• **Task input**
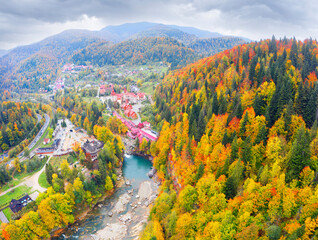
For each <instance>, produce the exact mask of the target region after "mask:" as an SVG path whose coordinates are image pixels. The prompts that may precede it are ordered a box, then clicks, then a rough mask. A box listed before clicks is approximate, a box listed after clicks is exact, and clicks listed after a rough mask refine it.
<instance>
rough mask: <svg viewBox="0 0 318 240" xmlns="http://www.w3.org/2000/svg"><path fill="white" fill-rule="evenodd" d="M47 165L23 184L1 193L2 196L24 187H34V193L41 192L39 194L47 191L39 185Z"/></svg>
mask: <svg viewBox="0 0 318 240" xmlns="http://www.w3.org/2000/svg"><path fill="white" fill-rule="evenodd" d="M51 157H52V156H50V157H49V159H48V160H47V161H46V163H45V165H46V164H47V163H48V162H49V161H50V159H51ZM45 165H44V166H43V168H42V169H41V170H40V171H38V172H36V173H35V174H33V175H32V176H30V177H27V178H25V179H24V181H23V182H21V183H19V184H18V185H16V186H14V187H12V188H9V189H8V190H6V191H4V192H2V193H0V196H2V195H5V194H6V193H8V192H10V191H12V190H13V189H15V188H17V187H20V186H22V185H26V186H28V187H32V192H33V191H39V192H44V191H46V188H43V187H41V186H40V184H39V177H40V175H41V173H42V172H43V171H44V170H45Z"/></svg>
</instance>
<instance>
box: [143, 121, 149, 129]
mask: <svg viewBox="0 0 318 240" xmlns="http://www.w3.org/2000/svg"><path fill="white" fill-rule="evenodd" d="M142 124H143V125H144V128H146V129H150V126H151V125H150V123H149V122H147V121H144V122H143V123H142Z"/></svg>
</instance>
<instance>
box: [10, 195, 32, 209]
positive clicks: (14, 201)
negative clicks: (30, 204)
mask: <svg viewBox="0 0 318 240" xmlns="http://www.w3.org/2000/svg"><path fill="white" fill-rule="evenodd" d="M30 202H32V199H31V198H30V196H29V195H28V194H26V195H25V196H23V197H22V198H20V199H18V200H15V199H12V200H11V202H10V204H9V208H10V209H11V211H12V212H14V213H17V212H19V211H21V209H22V208H23V207H25V206H26V205H28V204H29V203H30Z"/></svg>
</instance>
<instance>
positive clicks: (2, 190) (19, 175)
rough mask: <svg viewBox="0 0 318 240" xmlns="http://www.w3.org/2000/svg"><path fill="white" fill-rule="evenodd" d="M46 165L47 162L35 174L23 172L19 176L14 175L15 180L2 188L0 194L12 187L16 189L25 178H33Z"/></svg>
mask: <svg viewBox="0 0 318 240" xmlns="http://www.w3.org/2000/svg"><path fill="white" fill-rule="evenodd" d="M44 164H45V161H43V162H42V165H41V167H40V168H39V169H38V170H35V171H33V172H30V173H28V172H23V173H20V174H19V175H14V179H13V180H11V181H9V182H8V184H6V185H5V186H3V187H1V188H0V193H1V192H4V191H6V190H8V189H9V188H11V187H14V186H16V185H18V184H19V183H21V182H22V181H23V180H24V178H26V177H29V176H32V175H33V174H35V173H36V172H38V171H40V169H42V167H43V166H44ZM0 204H1V202H0Z"/></svg>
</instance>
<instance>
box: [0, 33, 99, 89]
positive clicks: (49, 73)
mask: <svg viewBox="0 0 318 240" xmlns="http://www.w3.org/2000/svg"><path fill="white" fill-rule="evenodd" d="M99 40H100V39H99V38H94V37H90V36H86V35H85V34H81V33H78V34H72V31H65V32H63V33H60V34H58V35H54V36H52V37H49V38H46V39H44V40H42V41H40V42H38V43H34V44H31V45H27V46H22V47H17V48H15V49H13V50H12V51H10V52H9V53H8V54H6V55H4V56H3V57H1V58H0V88H8V87H10V86H13V87H19V88H28V86H29V85H30V83H31V85H32V86H33V87H34V86H38V84H39V82H41V81H44V80H45V79H47V78H49V79H50V77H49V75H51V74H55V73H56V70H57V64H63V62H64V61H66V60H68V58H69V57H70V56H71V55H72V54H73V53H74V51H76V50H78V49H82V48H84V47H86V46H88V45H90V44H91V43H93V42H96V41H99ZM43 86H46V84H43ZM43 86H42V87H43Z"/></svg>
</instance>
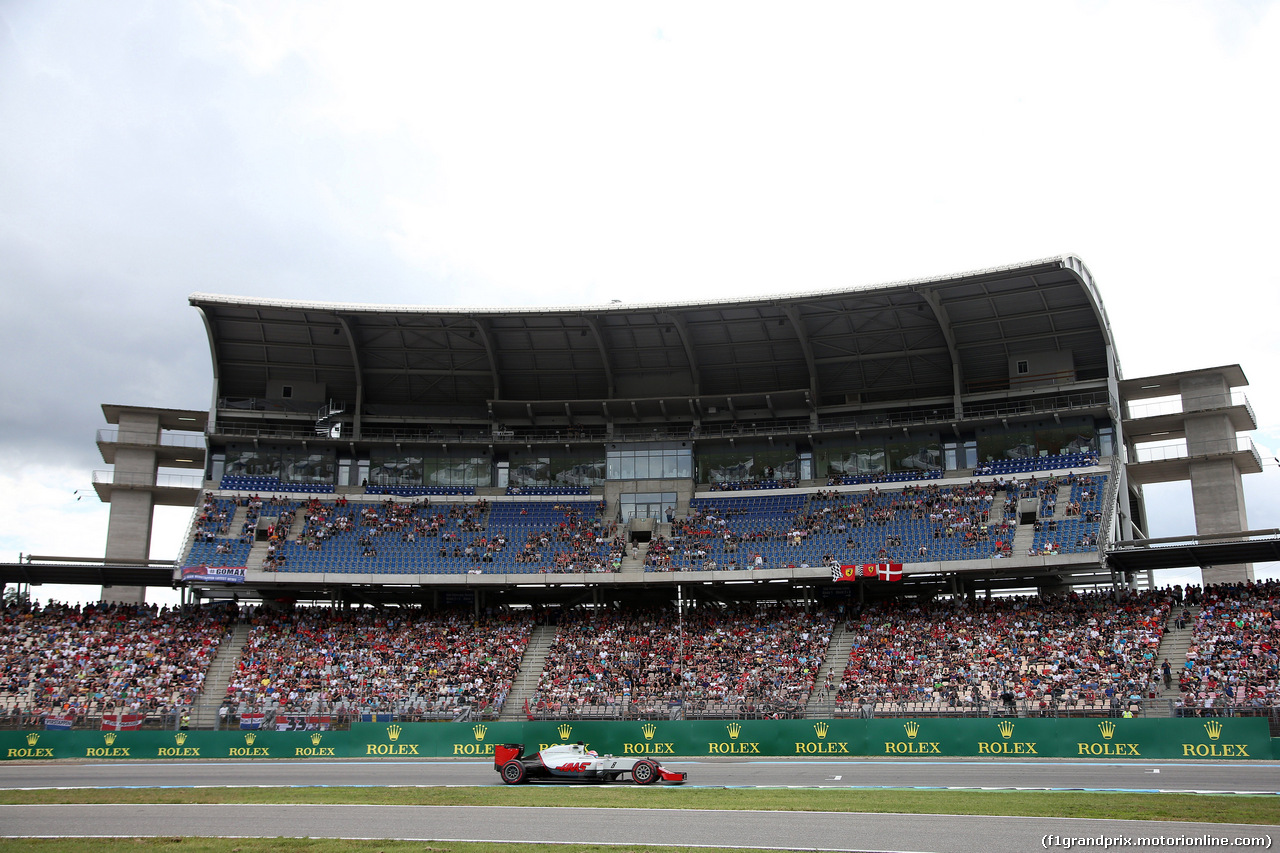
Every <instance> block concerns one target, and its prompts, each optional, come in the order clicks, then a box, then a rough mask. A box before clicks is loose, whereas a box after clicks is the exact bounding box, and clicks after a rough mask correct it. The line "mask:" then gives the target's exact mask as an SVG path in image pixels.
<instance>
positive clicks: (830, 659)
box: [804, 619, 854, 717]
mask: <svg viewBox="0 0 1280 853" xmlns="http://www.w3.org/2000/svg"><path fill="white" fill-rule="evenodd" d="M852 647H854V633H852V631H850V630H847V629H846V628H845V622H844V620H838V619H837V620H836V626H835V628H833V629H832V630H831V642H829V643H827V658H826V660H824V661H823V662H822V669H820V670H818V678H817V679H814V681H813V693H810V694H809V702H808V703H805V710H804V713H805V716H806V717H829V716H831V710H832V707H833V706H835V695H836V693H835V690H832V693H831V694H826V693H823V689H822V685H823V684H826V683H827V676H828V675H831V683H832V684H835V685H836V686H837V688H838V686H840V680H841V678H844V675H845V666H846V665H847V663H849V651H850V649H851V648H852Z"/></svg>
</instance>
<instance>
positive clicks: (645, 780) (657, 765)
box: [631, 761, 658, 785]
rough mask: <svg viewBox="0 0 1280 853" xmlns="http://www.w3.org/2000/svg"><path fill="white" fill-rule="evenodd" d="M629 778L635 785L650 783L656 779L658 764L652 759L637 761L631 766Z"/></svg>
mask: <svg viewBox="0 0 1280 853" xmlns="http://www.w3.org/2000/svg"><path fill="white" fill-rule="evenodd" d="M631 779H634V780H635V783H636V784H637V785H652V784H653V783H655V781H658V765H655V763H653V762H652V761H637V762H636V766H635V767H632V768H631Z"/></svg>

• **Problem to work on**
What is needed is the data above, retyped exactly, with every picture left out.

• **Task answer**
For each <instance>, produce the exact mask of the target region after "mask:" as an SVG path whose coordinates are image pixels. The prompts that may precede it are ordered a box, then clicks, then a rough mask. A box listed before clicks is approximate, a box listed after clicks is exact, and clicks listed after a rough mask refine it.
<instance>
rough mask: <svg viewBox="0 0 318 240" xmlns="http://www.w3.org/2000/svg"><path fill="white" fill-rule="evenodd" d="M47 165L23 184L1 193L2 196L24 187H34V193L41 192L39 194L47 191L39 185Z"/></svg>
mask: <svg viewBox="0 0 318 240" xmlns="http://www.w3.org/2000/svg"><path fill="white" fill-rule="evenodd" d="M51 157H52V156H50V157H49V159H48V160H47V161H46V163H45V165H46V164H47V163H48V162H49V161H50V159H51ZM45 165H44V166H43V168H42V169H41V170H40V171H38V172H36V173H35V174H33V175H32V176H30V177H27V178H25V179H24V181H23V182H21V183H19V184H18V185H16V186H14V187H12V188H9V189H8V190H6V191H4V192H2V193H0V196H2V195H5V194H6V193H8V192H10V191H12V190H13V189H15V188H17V187H20V186H22V185H26V186H28V187H32V192H33V191H39V192H44V191H46V188H43V187H41V186H40V184H39V177H40V175H41V173H42V172H43V171H44V170H45Z"/></svg>
</instance>
<instance>
box: [143, 121, 149, 129]
mask: <svg viewBox="0 0 318 240" xmlns="http://www.w3.org/2000/svg"><path fill="white" fill-rule="evenodd" d="M142 124H143V125H144V128H146V129H150V126H151V125H150V123H149V122H147V121H144V122H143V123H142Z"/></svg>
</instance>
<instance>
box: [10, 195, 32, 209]
positive clicks: (14, 201)
negative clicks: (30, 204)
mask: <svg viewBox="0 0 318 240" xmlns="http://www.w3.org/2000/svg"><path fill="white" fill-rule="evenodd" d="M30 202H32V199H31V198H30V196H29V195H28V194H26V195H25V196H23V197H22V198H20V199H18V200H15V199H12V200H11V202H10V204H9V208H10V209H11V211H12V212H14V213H17V212H19V211H21V209H22V208H23V207H25V206H26V205H28V204H29V203H30Z"/></svg>
</instance>
<instance>
positive clicks: (2, 190) (19, 175)
rough mask: <svg viewBox="0 0 318 240" xmlns="http://www.w3.org/2000/svg"><path fill="white" fill-rule="evenodd" d="M46 165L47 162L35 174L23 172L19 176L14 175L15 180L2 188L0 194L12 187L16 189L25 178H33Z"/></svg>
mask: <svg viewBox="0 0 318 240" xmlns="http://www.w3.org/2000/svg"><path fill="white" fill-rule="evenodd" d="M44 164H45V161H43V162H42V165H41V167H40V168H39V169H38V170H35V171H33V172H30V173H28V172H23V173H20V174H19V175H14V179H13V180H11V181H9V182H8V184H6V185H5V186H3V187H1V188H0V193H1V192H4V191H6V190H8V189H9V188H11V187H14V186H16V185H18V184H19V183H21V182H22V181H23V180H24V178H26V177H29V176H32V175H33V174H35V173H36V172H38V171H40V169H42V167H43V166H44ZM0 204H1V202H0Z"/></svg>
</instance>
<instance>
box: [0, 33, 99, 89]
positive clicks: (49, 73)
mask: <svg viewBox="0 0 318 240" xmlns="http://www.w3.org/2000/svg"><path fill="white" fill-rule="evenodd" d="M99 40H100V39H99V38H94V37H90V36H86V35H85V34H81V33H78V34H72V31H65V32H63V33H60V34H58V35H54V36H52V37H49V38H46V39H44V40H42V41H40V42H38V43H34V44H31V45H27V46H22V47H17V48H15V49H13V50H12V51H10V52H9V53H8V54H6V55H4V56H3V57H1V58H0V88H8V87H10V86H13V87H19V88H28V86H29V85H30V83H31V85H32V86H33V87H34V86H38V84H39V82H41V81H44V80H45V79H47V78H49V79H50V77H49V75H51V74H55V73H56V70H57V64H63V62H64V61H66V60H68V58H69V57H70V56H71V55H72V54H73V53H74V51H76V50H78V49H82V48H84V47H86V46H88V45H90V44H91V43H93V42H96V41H99ZM43 86H46V84H43ZM43 86H42V87H43Z"/></svg>
</instance>
Every <instance> block concerns one target, and its prompts, each optional, come in the order clicks, then a box, then a rough mask. A box before clicks is loose, whereas a box after clicks is the exact bounding box, and clicks after a rough mask correct it. The line "mask:" then gives the target's exact mask as an SVG path in image pixels.
<instance>
positive clicks: (830, 659)
box: [804, 619, 854, 717]
mask: <svg viewBox="0 0 1280 853" xmlns="http://www.w3.org/2000/svg"><path fill="white" fill-rule="evenodd" d="M852 647H854V633H852V631H850V630H847V629H846V628H845V622H844V620H838V619H837V620H836V626H835V628H833V629H832V630H831V642H829V643H827V658H826V660H824V661H823V662H822V669H820V670H818V678H817V679H814V681H813V693H810V694H809V702H808V703H805V710H804V713H805V716H806V717H829V716H831V710H832V707H833V706H835V695H836V693H835V690H832V693H831V694H826V693H823V689H822V685H823V684H826V683H827V676H828V675H831V683H832V684H835V685H836V686H837V688H838V686H840V680H841V678H844V675H845V666H846V665H847V663H849V651H850V649H851V648H852Z"/></svg>
</instance>
<instance>
positive clicks: (645, 780) (657, 765)
box: [631, 761, 658, 785]
rough mask: <svg viewBox="0 0 1280 853" xmlns="http://www.w3.org/2000/svg"><path fill="white" fill-rule="evenodd" d="M629 778L635 785L650 783L656 779L658 764L652 759L637 761L631 766Z"/></svg>
mask: <svg viewBox="0 0 1280 853" xmlns="http://www.w3.org/2000/svg"><path fill="white" fill-rule="evenodd" d="M631 779H634V780H635V783H636V784H637V785H652V784H653V783H655V781H658V765H655V763H653V762H652V761H637V762H636V766H635V767H632V768H631Z"/></svg>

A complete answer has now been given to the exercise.